— Consigne —
Recopiez mot pour mot le passage du texte ci-dessous sur l'accord entre la Commission et l'UEFA, en partant des mots « 1 Par requête » et en vous arrêtant après « cette décision . ».

— Texte fourni —
##############################
1 Par requête déposée au greffe de la Cour le 23 avril 1991, M . Jean-Marc Bosman, footballeur professionnel, a, en vertu de l' article 173, deuxième alinéa, du traité CEE, demandé l' annulation d' une décision adoptée le 17 avril 1991 par la Commission et relative à un accord entre celle-ci et l' Union européenne des associations de football ( ci-après "UEFA ") concernant les clauses de nationalité applicables aux championnats nationaux et le système des indemnités de transfert applicable aux transferts de joueurs professionnels d' un club à un autre, telle que cette décision résulte notamment du communiqué de presse IP(91)316 de la Commission du 18 avril 1991 . Le requérant a, en outre, en vertu des articles 178 et 215, deuxième alinéa, du traité CEE, demandé réparation du dommage que lui cause cette décision .

2 Il ressort du communiqué de presse invoqué par le requérant qu' à la suite des conversations engagées entre, d' une part, le vice-président de la Commission, M . Bangemann, mandataire de celle-ci, et, d' autre part, l' UEFA, cette dernière a accepté de modifier sa réglementation afin que, dès la saison 1992/1993, il soit permis à trois joueurs non nationaux au moins ainsi qu' à deux joueurs non nationaux actifs depuis cinq ans sans interruption dans le pays en cause, dont trois années en équipe de jeunes, d' être alignés en match de première division de leurs championnats nationaux, ce système étant étendu aux autres divisions dans lesquelles opèrent des joueurs professionnels au plus tard à la fin de la saison 1996/1997 . Ce communiqué de presse fait état, en outre, de ce qu' un premier pas a été accompli dans le domaine des liens contractuels entre clubs et joueurs professionnels en ce qui concerne les transferts, un accord s' étant, à ce stade des négociations, dégagé pour admettre le principe de la liberté pour tout joueur professionnel de jouer pour un autre club à l' expiration de son contrat, indépendamment des négociations habituelles entre club cédant et club acquéreur quant aux indemnités à verser au club cédant . Ce même communiqué conclut en relevant que la question d' un "contrat-type" entre clubs et joueurs professionnels nécessitera des discussions plus approfondies avec toutes les parties concernées .
##############################
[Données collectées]
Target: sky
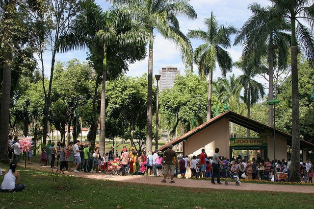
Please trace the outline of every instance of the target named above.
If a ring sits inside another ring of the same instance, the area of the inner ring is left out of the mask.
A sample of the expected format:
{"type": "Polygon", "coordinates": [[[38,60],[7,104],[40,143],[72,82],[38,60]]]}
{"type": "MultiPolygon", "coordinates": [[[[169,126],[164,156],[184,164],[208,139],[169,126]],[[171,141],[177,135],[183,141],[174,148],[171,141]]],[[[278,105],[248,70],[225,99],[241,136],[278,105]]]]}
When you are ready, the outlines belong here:
{"type": "MultiPolygon", "coordinates": [[[[96,2],[100,4],[104,10],[107,9],[110,6],[105,0],[96,0],[96,2]]],[[[212,11],[219,24],[232,25],[237,29],[239,29],[243,24],[251,16],[251,12],[247,9],[248,6],[254,2],[262,5],[269,5],[267,0],[191,0],[190,4],[193,6],[197,14],[197,20],[189,20],[184,17],[178,16],[180,28],[185,34],[189,29],[205,30],[204,25],[205,18],[210,17],[212,11]]],[[[180,50],[172,42],[164,39],[157,31],[155,31],[156,35],[153,46],[153,74],[158,74],[158,70],[162,67],[177,67],[181,70],[181,74],[184,74],[184,65],[182,62],[180,50]]],[[[232,36],[232,45],[233,45],[235,36],[232,36]]],[[[194,49],[197,47],[202,42],[198,40],[191,40],[194,49]]],[[[232,57],[233,61],[236,62],[239,60],[241,55],[241,46],[234,46],[227,49],[232,57]]],[[[78,59],[83,61],[86,60],[86,51],[72,51],[67,53],[58,54],[56,60],[67,62],[73,58],[78,59]]],[[[44,57],[45,70],[47,76],[49,75],[50,70],[51,55],[46,53],[44,57]]],[[[140,76],[147,72],[148,66],[148,57],[143,60],[137,61],[130,65],[129,70],[127,75],[131,76],[140,76]]],[[[197,67],[194,65],[193,70],[195,73],[198,71],[197,67]]],[[[233,72],[229,74],[235,73],[236,75],[242,74],[239,69],[234,69],[233,72]]],[[[227,74],[227,76],[228,74],[227,74]]],[[[219,69],[217,68],[213,73],[213,79],[221,76],[219,69]]],[[[256,77],[255,79],[262,84],[266,84],[266,81],[261,78],[256,77]]]]}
##############################
— Résultat attendu —
1 Par requête déposée au greffe de la Cour le 23 avril 1991, M . Jean-Marc Bosman, footballeur professionnel, a, en vertu de l' article 173, deuxième alinéa, du traité CEE, demandé l' annulation d' une décision adoptée le 17 avril 1991 par la Commission et relative à un accord entre celle-ci et l' Union européenne des associations de football ( ci-après "UEFA ") concernant les clauses de nationalité applicables aux championnats nationaux et le système des indemnités de transfert applicable aux transferts de joueurs professionnels d' un club à un autre, telle que cette décision résulte notamment du communiqué de presse IP(91)316 de la Commission du 18 avril 1991 . Le requérant a, en outre, en vertu des articles 178 et 215, deuxième alinéa, du traité CEE, demandé réparation du dommage que lui cause cette décision .